▶ **Document passage**:
Finally, the Department argues that section 263.405 serves the important state interest of bringing finality to parental rights termination proceedings, keeping foster care from being unnecessarily pro[258]*258longed, and providing stability and certainty to families and children. We do not question the State’s interest in avoiding delay in these proceedings, but that interest must be viewed in context. Section 268.401 allows a year for trial, plus an additional 180 days in extraordinary circumstances.40 Williams’s case was tried and adjudicated in the eighteenth month after it was filed. Section 263.405(d) allows the trial court thirty days to hold a hearing to determine whether an appeal would be frivolous, and section 263.405(f) allows sixty days for filing the appellate record. An inflexible fifteen-day deadline for filing a statement of appellate points is not essential to achieve expedition. But more to the point, the unavailability of a record to show whether an indigent parent was denied effective assistance of counsel and precluded from appeal without regard to the merits of his arguments serves no legitimate interest we can see.

▶ **Instructions for the task**: Pick up the court passage on appeals in parental-rights termination cases after its final sentence and carry it forward.

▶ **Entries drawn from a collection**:

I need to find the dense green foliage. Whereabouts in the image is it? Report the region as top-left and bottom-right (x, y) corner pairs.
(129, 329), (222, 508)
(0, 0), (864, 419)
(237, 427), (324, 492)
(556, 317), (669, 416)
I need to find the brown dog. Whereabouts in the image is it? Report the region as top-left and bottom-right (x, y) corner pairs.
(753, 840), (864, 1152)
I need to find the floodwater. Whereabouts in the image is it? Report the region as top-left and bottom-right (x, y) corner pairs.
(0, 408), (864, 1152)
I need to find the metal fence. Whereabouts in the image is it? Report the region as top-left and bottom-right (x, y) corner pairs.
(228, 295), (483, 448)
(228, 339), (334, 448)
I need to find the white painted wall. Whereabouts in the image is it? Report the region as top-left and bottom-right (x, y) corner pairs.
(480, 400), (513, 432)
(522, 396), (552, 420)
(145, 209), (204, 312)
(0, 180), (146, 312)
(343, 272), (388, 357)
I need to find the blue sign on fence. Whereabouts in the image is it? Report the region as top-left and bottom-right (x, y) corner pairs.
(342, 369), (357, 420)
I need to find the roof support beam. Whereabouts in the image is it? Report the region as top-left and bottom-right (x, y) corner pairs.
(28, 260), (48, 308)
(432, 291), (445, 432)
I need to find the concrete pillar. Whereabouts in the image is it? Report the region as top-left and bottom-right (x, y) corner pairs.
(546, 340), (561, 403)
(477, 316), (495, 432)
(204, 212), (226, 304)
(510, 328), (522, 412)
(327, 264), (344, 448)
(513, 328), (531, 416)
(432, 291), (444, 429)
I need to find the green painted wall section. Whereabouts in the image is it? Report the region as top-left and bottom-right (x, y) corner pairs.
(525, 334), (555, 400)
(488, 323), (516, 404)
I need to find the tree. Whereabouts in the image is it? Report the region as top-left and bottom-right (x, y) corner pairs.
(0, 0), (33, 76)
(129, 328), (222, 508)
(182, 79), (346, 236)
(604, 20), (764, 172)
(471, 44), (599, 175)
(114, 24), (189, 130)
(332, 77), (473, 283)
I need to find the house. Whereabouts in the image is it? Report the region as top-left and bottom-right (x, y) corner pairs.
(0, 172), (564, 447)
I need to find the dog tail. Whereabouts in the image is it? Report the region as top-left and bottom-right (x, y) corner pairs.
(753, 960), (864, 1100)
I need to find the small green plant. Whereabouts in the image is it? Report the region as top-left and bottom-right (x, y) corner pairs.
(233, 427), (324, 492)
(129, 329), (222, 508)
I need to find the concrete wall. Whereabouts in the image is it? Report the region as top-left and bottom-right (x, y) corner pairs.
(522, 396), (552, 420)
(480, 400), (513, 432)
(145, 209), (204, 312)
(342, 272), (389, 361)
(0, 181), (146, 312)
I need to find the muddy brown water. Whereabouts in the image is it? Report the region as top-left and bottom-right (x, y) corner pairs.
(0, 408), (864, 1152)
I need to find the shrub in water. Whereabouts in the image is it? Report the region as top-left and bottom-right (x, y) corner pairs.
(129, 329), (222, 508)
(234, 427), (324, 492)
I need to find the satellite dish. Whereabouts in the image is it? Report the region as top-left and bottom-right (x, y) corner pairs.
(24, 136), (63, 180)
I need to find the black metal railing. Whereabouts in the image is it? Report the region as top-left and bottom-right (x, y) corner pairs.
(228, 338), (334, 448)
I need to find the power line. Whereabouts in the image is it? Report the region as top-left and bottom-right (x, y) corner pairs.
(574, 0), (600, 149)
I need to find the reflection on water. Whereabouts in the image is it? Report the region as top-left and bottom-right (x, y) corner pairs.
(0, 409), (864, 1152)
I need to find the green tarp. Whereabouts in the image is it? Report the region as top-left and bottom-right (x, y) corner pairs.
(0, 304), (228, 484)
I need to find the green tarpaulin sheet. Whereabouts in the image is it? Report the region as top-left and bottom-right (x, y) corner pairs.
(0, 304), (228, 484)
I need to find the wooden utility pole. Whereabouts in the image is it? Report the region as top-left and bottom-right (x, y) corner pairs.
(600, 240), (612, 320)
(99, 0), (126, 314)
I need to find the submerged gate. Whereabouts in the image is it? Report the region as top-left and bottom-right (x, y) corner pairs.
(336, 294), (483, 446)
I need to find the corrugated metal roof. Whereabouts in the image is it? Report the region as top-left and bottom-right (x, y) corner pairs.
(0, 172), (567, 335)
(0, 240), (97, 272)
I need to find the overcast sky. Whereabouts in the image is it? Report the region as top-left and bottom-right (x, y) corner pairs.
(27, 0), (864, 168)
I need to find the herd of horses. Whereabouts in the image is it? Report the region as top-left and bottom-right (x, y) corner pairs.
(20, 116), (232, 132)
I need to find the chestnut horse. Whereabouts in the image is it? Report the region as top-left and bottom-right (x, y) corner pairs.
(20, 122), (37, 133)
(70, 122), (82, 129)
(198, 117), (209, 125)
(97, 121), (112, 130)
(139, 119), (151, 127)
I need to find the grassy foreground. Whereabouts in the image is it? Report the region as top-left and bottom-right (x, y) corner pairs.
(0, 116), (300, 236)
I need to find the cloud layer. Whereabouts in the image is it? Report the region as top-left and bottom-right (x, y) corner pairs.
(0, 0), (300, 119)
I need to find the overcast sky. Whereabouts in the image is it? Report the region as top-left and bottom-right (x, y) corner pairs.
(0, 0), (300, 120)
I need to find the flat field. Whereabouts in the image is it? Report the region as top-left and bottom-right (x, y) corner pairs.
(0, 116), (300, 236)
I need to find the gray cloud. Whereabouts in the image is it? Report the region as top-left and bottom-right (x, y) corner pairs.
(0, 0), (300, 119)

▶ **Result of the exercise**:
This does not mean that a reporter’s record must be prepared in every parental rights termination case involving an indigent parent. If a trial court determines in a section 263.405(d) hearing that an appeal on the issues attempted to be raised by the parent would be frivolous, review is limited to the record of that hearing.41 Here, the trial court determined that Williams had presented no substantial question for appellate review, not because the issues in his statement of points challenging the sufficiency of the evidence and exclusion of witnesses were frivolous, but because the statement was not timely filed. The judge who presided at the section 263.405(d) hearing was not the judge who presided over the trial and may thus have been reluctant to assess the evidence at trial, which Williams’s issues challenged. A reporter’s record is necessary in this case because we have set aside the trial court’s finding that Williams presented no substantial question for appellate review.
Ill
Having concluded that section 263.405, as applied to Williams, deprived him of due process, we must determine an appropriate disposition. The trial court determined that Williams had presented no substantial question for appellate review only because his statement of points was late-filed. Because we have concluded that the late filing should not impede his appeal, a complete appellate record should be prepared, and the court of appeals should consider the issues raised in his statement of points as if it had been timely filed. We see no need to remand the case to the trial court, and in the interest of avoiding further delay, we do not do so. When the record has been prepared, the court of appeals can set an appropriate briefing schedule.
Accordingly, we reverse the judgment of the court of appeals and remand the case to that court.
Justice LEHRMANN did not participate in the decision.